→ **SOURCE PASSAGE**

>>>>

Flores-Torres v. Garland
This text of Flores-Torres v. Garland (Flores-Torres v. Garland) is published on Counsel Stack Legal Research, covering Court of Appeals for the Ninth Circuit primary law. Counsel Stack provides free access to over 12 million legal documents including statutes, case law, regulations, and constitutions.
Opinion
NOT FOR PUBLICATION FILED UNITED STATES COURT OF APPEALS MAY 18 2023 MOLLY C. DWYER, CLERK U.S. COURT OF APPEALS FOR THE NINTH CIRCUIT
JONATHAN MOISES FLORES-TORRES, No. 22-477 Agency No. Petitioner, A202-144-921 v. MEMORANDUM* MERRICK B. GARLAND, Attorney General,
Respondent.
On Petition for Review of an Order of the Board of Immigration Appeals
Argued and Submitted May 8, 2023 San Francisco, California
Before: CHRISTEN and BRESS, Circuit Judges, and ANTOON, District Judge.**
Jonathan Moises Flores-Torres, a native and citizen of El Salvador,
petitions for review of a Board of Immigration Appeals (BIA) decision dismissing
his appeal of an Immigration Judge (IJ) order denying deferral of removal under
the Convention Against Torture (CAT). We review the denial of CAT relief for
substantial evidence. Sharma v. Garland, 9 F.4th 1052, 1066 (9th Cir. 2021).
* This disposition is not appropriate for publication and is not precedent except as provided by Ninth Circuit Rule 36-3. ** The Honorable John Antoon, United States District Judge for the Middle District of Florida, sitting by designation. “Under this standard, we must uphold the agency determination unless the
evidence compels a contrary conclusion.” Duran-Rodriguez v. Barr, 918 F.3d
1025, 1028 (9th Cir. 2019). We have jurisdiction under 8 U.S.C. § 1252 and deny
the petition.
The BIA denied relief because Flores-Torres was not credible and because
he failed to meet his burden under CAT. We need not and do not reach the
adverse credibility determination because we find that even assuming Flores-
Torres was credible, substantial evidence supports the denial of CAT relief.
“To qualify for CAT relief, a petitioner must show that [he] more likely
than not will be tortured if [he] is removed to [his] native country.” Vitug v.
Holder, 723 F.3d 1056, 1066 (9th Cir. 2013). Torture is “any act by which severe
pain or suffering, whether physical or mental, is intentionally inflicted on a
person . . . for any reason based on discrimination of any kind, when such pain or
suffering is inflicted by or at the instigation of or with the consent or acquiescence
of a public official.” Sharma, 9 F.4th at 1067 (quoting 8 C.F.R. § 208.18(a)(1)).

<<<<

→ **SUPPLIED RECORDS**
>>>>

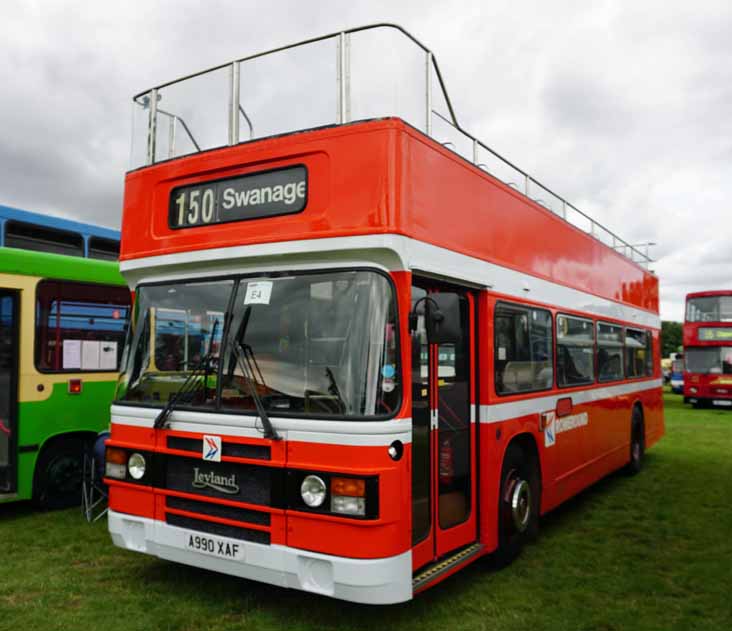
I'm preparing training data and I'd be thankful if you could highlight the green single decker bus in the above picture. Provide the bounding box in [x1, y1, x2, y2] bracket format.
[0, 206, 130, 508]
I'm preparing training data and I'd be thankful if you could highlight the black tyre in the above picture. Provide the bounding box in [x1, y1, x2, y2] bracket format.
[33, 439, 84, 510]
[494, 443, 541, 567]
[626, 406, 646, 475]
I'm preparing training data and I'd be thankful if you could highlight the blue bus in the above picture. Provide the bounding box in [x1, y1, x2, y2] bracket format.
[0, 204, 120, 261]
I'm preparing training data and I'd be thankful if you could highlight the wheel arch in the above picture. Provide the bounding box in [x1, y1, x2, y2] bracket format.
[501, 431, 544, 492]
[31, 430, 98, 495]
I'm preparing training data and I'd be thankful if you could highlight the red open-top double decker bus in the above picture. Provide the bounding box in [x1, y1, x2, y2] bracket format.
[683, 289, 732, 407]
[106, 25, 664, 603]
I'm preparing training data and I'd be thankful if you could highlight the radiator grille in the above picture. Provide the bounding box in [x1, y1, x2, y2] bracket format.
[165, 497, 270, 526]
[165, 513, 270, 545]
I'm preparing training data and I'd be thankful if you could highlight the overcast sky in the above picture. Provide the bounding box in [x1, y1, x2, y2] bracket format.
[0, 0, 732, 320]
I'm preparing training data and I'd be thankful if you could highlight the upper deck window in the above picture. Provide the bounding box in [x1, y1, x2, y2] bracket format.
[686, 296, 732, 322]
[5, 221, 84, 256]
[36, 280, 130, 372]
[117, 271, 400, 417]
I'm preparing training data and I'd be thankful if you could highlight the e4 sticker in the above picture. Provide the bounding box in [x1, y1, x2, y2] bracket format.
[244, 280, 272, 305]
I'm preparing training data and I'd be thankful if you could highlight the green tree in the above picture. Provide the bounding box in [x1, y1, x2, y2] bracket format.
[661, 320, 682, 357]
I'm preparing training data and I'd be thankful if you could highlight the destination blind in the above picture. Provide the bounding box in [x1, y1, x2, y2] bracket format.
[699, 326, 732, 342]
[168, 165, 308, 229]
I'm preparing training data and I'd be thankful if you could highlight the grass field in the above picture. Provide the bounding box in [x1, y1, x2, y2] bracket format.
[0, 394, 732, 631]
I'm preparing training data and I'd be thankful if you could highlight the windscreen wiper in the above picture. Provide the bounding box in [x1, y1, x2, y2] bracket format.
[325, 366, 346, 413]
[153, 320, 219, 429]
[232, 340, 282, 440]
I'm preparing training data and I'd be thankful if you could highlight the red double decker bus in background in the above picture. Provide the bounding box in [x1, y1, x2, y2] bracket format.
[683, 290, 732, 407]
[106, 25, 664, 603]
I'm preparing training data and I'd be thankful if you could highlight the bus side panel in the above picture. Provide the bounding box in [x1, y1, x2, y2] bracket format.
[18, 375, 116, 499]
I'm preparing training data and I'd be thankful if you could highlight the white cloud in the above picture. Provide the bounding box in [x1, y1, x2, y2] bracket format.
[0, 0, 732, 319]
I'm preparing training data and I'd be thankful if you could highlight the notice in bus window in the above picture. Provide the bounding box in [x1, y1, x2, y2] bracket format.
[99, 342, 117, 370]
[81, 340, 101, 370]
[244, 280, 272, 305]
[63, 340, 81, 370]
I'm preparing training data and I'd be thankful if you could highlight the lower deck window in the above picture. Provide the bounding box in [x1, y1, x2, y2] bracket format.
[494, 304, 554, 394]
[625, 329, 649, 378]
[36, 280, 130, 372]
[597, 322, 623, 381]
[557, 316, 595, 386]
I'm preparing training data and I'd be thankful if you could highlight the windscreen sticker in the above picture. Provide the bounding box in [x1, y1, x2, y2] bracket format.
[244, 280, 272, 305]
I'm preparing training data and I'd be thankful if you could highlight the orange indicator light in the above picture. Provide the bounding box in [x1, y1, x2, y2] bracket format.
[106, 447, 127, 464]
[330, 478, 366, 497]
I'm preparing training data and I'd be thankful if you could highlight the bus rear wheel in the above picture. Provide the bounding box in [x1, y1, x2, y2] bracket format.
[494, 443, 540, 567]
[33, 439, 84, 510]
[626, 406, 646, 475]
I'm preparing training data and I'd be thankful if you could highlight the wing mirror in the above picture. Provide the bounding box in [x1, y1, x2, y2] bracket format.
[409, 293, 462, 344]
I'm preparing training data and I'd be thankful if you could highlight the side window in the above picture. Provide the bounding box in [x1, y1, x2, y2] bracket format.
[36, 280, 130, 372]
[597, 322, 623, 381]
[493, 304, 554, 394]
[625, 329, 648, 379]
[557, 316, 595, 386]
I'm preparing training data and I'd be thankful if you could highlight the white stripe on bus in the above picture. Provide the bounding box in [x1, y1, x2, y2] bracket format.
[480, 379, 661, 423]
[120, 234, 661, 329]
[112, 405, 412, 447]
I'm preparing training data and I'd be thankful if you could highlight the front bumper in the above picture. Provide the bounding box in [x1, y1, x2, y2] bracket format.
[109, 510, 412, 605]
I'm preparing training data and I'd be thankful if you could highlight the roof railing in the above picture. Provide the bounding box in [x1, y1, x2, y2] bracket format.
[132, 23, 655, 269]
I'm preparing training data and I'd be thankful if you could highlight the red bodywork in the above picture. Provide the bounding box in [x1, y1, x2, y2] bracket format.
[683, 290, 732, 401]
[110, 119, 663, 584]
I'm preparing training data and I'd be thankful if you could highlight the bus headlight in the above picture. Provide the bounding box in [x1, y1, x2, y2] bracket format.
[127, 452, 147, 480]
[104, 447, 127, 480]
[300, 475, 326, 508]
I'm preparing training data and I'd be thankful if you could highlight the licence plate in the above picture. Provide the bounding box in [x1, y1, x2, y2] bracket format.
[185, 532, 244, 561]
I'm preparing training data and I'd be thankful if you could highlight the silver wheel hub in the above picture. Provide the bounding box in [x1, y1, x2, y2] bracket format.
[511, 480, 531, 532]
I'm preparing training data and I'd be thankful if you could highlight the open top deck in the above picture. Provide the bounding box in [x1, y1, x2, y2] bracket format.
[131, 24, 651, 269]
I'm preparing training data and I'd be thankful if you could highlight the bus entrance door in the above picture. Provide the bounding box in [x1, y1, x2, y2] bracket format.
[0, 289, 18, 494]
[411, 284, 477, 569]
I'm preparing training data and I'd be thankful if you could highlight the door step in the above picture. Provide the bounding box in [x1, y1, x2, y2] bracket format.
[412, 543, 484, 592]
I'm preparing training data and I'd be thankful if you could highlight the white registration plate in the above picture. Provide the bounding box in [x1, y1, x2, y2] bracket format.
[185, 532, 244, 561]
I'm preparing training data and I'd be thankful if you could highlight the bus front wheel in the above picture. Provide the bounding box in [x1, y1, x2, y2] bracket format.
[494, 443, 540, 567]
[33, 438, 84, 510]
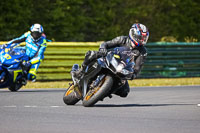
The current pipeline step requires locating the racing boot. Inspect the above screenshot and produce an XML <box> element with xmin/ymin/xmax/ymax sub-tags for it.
<box><xmin>21</xmin><ymin>62</ymin><xmax>31</xmax><ymax>85</ymax></box>
<box><xmin>73</xmin><ymin>64</ymin><xmax>86</xmax><ymax>79</ymax></box>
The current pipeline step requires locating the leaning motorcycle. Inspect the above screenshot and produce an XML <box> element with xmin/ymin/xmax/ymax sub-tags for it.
<box><xmin>0</xmin><ymin>46</ymin><xmax>28</xmax><ymax>91</ymax></box>
<box><xmin>63</xmin><ymin>47</ymin><xmax>135</xmax><ymax>107</ymax></box>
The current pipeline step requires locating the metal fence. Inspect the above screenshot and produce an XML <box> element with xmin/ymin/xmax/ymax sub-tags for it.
<box><xmin>0</xmin><ymin>42</ymin><xmax>200</xmax><ymax>81</ymax></box>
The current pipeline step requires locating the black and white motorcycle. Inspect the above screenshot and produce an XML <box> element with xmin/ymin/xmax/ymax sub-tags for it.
<box><xmin>63</xmin><ymin>47</ymin><xmax>135</xmax><ymax>107</ymax></box>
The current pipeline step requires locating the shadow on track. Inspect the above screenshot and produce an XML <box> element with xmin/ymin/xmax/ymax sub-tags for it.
<box><xmin>0</xmin><ymin>89</ymin><xmax>66</xmax><ymax>93</ymax></box>
<box><xmin>93</xmin><ymin>104</ymin><xmax>196</xmax><ymax>107</ymax></box>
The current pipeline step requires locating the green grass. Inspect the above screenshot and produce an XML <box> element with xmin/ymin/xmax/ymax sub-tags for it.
<box><xmin>23</xmin><ymin>77</ymin><xmax>200</xmax><ymax>88</ymax></box>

<<<<

→ **WRITTEN REQUEST 1**
Write out the court opinion word for word, from "Holder, 723 F.3d" through "C.F.R. § 208.18(a)(1)).", inclusive.
→ **WRITTEN REQUEST 2**
Rewrite the rows between the line containing "the red open-top" and the line containing "[165, 513, 270, 545]", inclusive, with their requests, and add -103 to every bounding box coordinate in the answers. Give only those lines.

→ **EXPECTED OUTPUT 1**
Holder, 723 F.3d 1056, 1066 (9th Cir. 2013). Torture is “any act by which severe
pain or suffering, whether physical or mental, is intentionally inflicted on a
person . . . for any reason based on discrimination of any kind, when such pain or
suffering is inflicted by or at the instigation of or with the consent or acquiescence
of a public official.” Sharma, 9 F.4th at 1067 (quoting 8 C.F.R. § 208.18(a)(1)).

→ **EXPECTED OUTPUT 2**
I'm preparing training data and I'd be thankful if you could highlight the red open-top double decker bus in the above picture. Provide the bounding box in [x1, y1, x2, y2] bracket format.
[580, 186, 629, 304]
[3, -78, 561, 500]
I'm preparing training data and I'd be thankful if you could highlight the radiator grille in the above picture. Provide the bounding box in [x1, y1, x2, y2] bracket format.
[62, 394, 167, 423]
[62, 410, 167, 442]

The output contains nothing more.